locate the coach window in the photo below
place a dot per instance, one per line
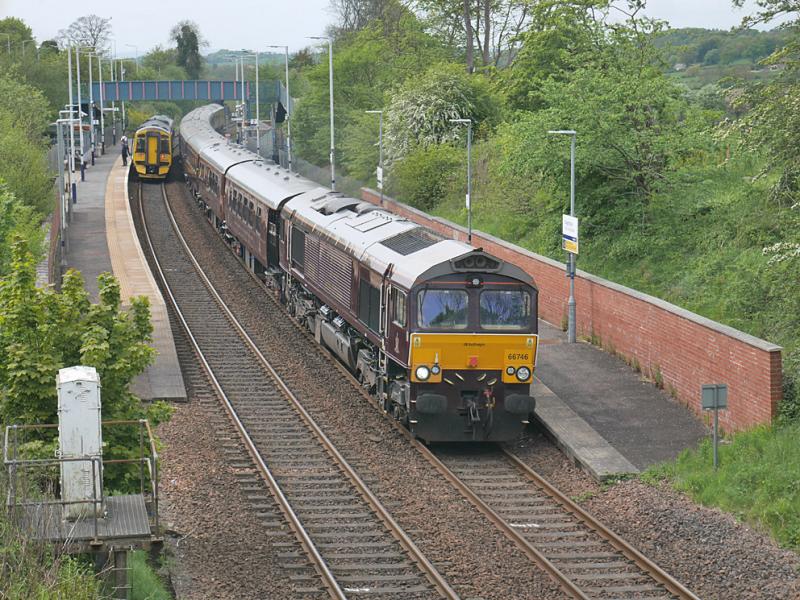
(398, 307)
(298, 248)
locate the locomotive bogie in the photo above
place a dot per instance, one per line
(445, 335)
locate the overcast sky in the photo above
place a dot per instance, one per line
(254, 24)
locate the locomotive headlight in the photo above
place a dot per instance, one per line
(523, 373)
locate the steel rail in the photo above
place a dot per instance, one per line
(320, 566)
(525, 546)
(430, 571)
(671, 584)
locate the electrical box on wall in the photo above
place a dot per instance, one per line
(80, 437)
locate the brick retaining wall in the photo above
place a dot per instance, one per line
(672, 345)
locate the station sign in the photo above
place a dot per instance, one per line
(569, 233)
(714, 396)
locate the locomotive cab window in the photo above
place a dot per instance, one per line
(398, 307)
(505, 309)
(442, 309)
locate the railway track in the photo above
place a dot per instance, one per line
(584, 556)
(579, 553)
(347, 536)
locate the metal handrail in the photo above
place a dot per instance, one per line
(12, 462)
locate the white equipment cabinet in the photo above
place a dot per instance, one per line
(80, 436)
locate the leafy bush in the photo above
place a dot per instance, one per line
(420, 112)
(42, 331)
(425, 176)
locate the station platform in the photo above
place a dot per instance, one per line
(102, 238)
(600, 412)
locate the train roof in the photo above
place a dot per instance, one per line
(222, 155)
(373, 236)
(161, 122)
(269, 182)
(196, 129)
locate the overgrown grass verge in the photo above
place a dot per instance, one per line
(29, 569)
(145, 582)
(758, 479)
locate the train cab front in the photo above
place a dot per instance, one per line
(472, 353)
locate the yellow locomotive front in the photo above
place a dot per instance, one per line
(152, 148)
(472, 354)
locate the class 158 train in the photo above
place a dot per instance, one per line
(152, 148)
(443, 333)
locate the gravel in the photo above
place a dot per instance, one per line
(477, 560)
(707, 550)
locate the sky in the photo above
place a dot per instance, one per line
(138, 25)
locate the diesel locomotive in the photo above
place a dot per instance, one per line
(444, 334)
(152, 148)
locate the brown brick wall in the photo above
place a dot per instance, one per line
(684, 349)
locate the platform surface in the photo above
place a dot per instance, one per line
(102, 239)
(602, 413)
(125, 517)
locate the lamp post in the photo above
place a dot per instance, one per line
(258, 113)
(136, 55)
(571, 331)
(288, 110)
(102, 108)
(330, 79)
(80, 113)
(380, 149)
(468, 123)
(71, 112)
(92, 136)
(244, 105)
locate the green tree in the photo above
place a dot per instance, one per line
(42, 331)
(562, 37)
(634, 126)
(90, 31)
(17, 221)
(188, 40)
(420, 112)
(22, 144)
(366, 65)
(13, 32)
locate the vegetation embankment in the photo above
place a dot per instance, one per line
(686, 191)
(42, 330)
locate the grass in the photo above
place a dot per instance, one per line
(701, 247)
(758, 479)
(145, 582)
(30, 569)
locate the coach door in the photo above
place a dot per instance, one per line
(273, 244)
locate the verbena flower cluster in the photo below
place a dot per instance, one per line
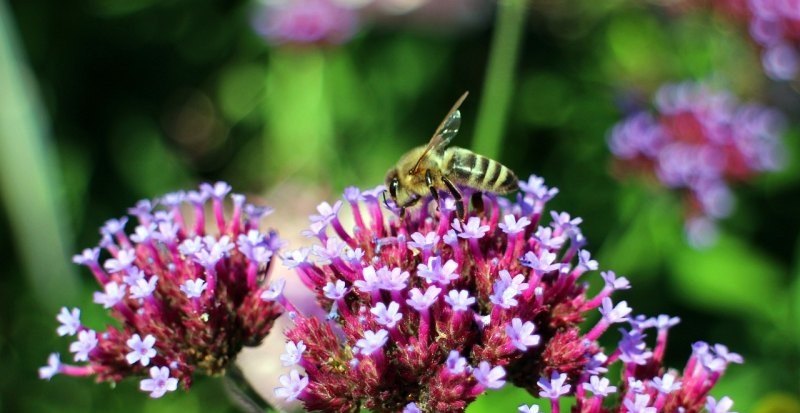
(775, 26)
(700, 141)
(428, 312)
(187, 294)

# # #

*Your goal*
Repeat the listing above word for word. Do not include the pictures.

*Task result*
locate the coach window in the photo below
place a dot per instance, one per line
(398, 307)
(298, 248)
locate the locomotive bogie in the photo above
place a dot per instance, one per line
(445, 335)
locate the overcast sky in the photo above
place a dot per instance, one per line
(254, 24)
locate the locomotive headlight in the photo above
place a dot per instance, one per line
(523, 373)
locate the steel rail in the photo above
place a dot per instance, one per line
(320, 566)
(525, 546)
(430, 571)
(671, 584)
locate the electrical box on wall in the photo above
place a dot per instance, one per line
(80, 437)
locate the brick retaining wall in the photo above
place a dot per instance, one per line
(672, 345)
locate the station sign in the photo above
place a dot per instance, one per line
(569, 233)
(714, 396)
locate the locomotive cab window in the photo above
place a dot per instance, one per line
(398, 307)
(505, 309)
(442, 309)
locate the railway track in the photo above
place a dot per instance, one per line
(584, 556)
(579, 553)
(347, 536)
locate the metal handrail in the photo above
place a dot per instance, one per line
(12, 462)
locate the white equipment cabinet in the photo above
place a dot per instance, one per line
(80, 436)
locate the leafy bush in the photo above
place a dot per instance, one per line
(420, 112)
(42, 331)
(425, 176)
locate the station platform in the photo above
place a dot per instance, one per line
(102, 238)
(600, 412)
locate the train roof in the photo above
place a dot per instance, one per line
(222, 155)
(373, 236)
(161, 122)
(269, 182)
(196, 129)
locate the overgrown grass verge in the photo above
place a dot per instance, one per line
(29, 569)
(145, 582)
(758, 479)
locate the train cab front in the photo above
place a dot per instance, one per line
(472, 353)
locate the yellow locomotive front in the photo above
place a dot per instance, one per line
(152, 148)
(472, 354)
locate the class 158 train in the photo above
place a dot per instance, one per line
(152, 148)
(443, 333)
locate the gravel in the photo above
place a dot per instance, one per line
(477, 560)
(707, 550)
locate the sky in the photo above
place a dot per instance, one per line
(138, 25)
locate the diesel locomotive in the photo above
place a dot per instance, one per line
(444, 334)
(152, 148)
locate the brown brick wall in the photo above
place a dot per instance, one per line
(684, 349)
locate the platform surface in the photo above
place a dot per instance, one per line
(102, 239)
(602, 413)
(125, 517)
locate the lamp post in the photo above
place a dot per instance, one per line
(258, 113)
(136, 55)
(571, 331)
(288, 110)
(102, 108)
(330, 79)
(80, 113)
(380, 149)
(468, 123)
(71, 112)
(92, 136)
(244, 105)
locate the green tree in the photo above
place a dot per instance, one per line
(42, 331)
(562, 37)
(634, 126)
(90, 31)
(17, 221)
(188, 40)
(420, 112)
(22, 144)
(366, 65)
(13, 32)
locate the vegetation embankment in the photo above
place a dot per instance, one per line
(686, 191)
(42, 330)
locate the grass in the photo above
place a dot per instance, one per line
(701, 247)
(758, 479)
(145, 582)
(30, 569)
locate the coach door in the photo above
place a dot per instance, one per line
(273, 244)
locate the verbena flower cluster in the photo below
place a dot per instance, one per line
(775, 26)
(700, 141)
(428, 312)
(187, 294)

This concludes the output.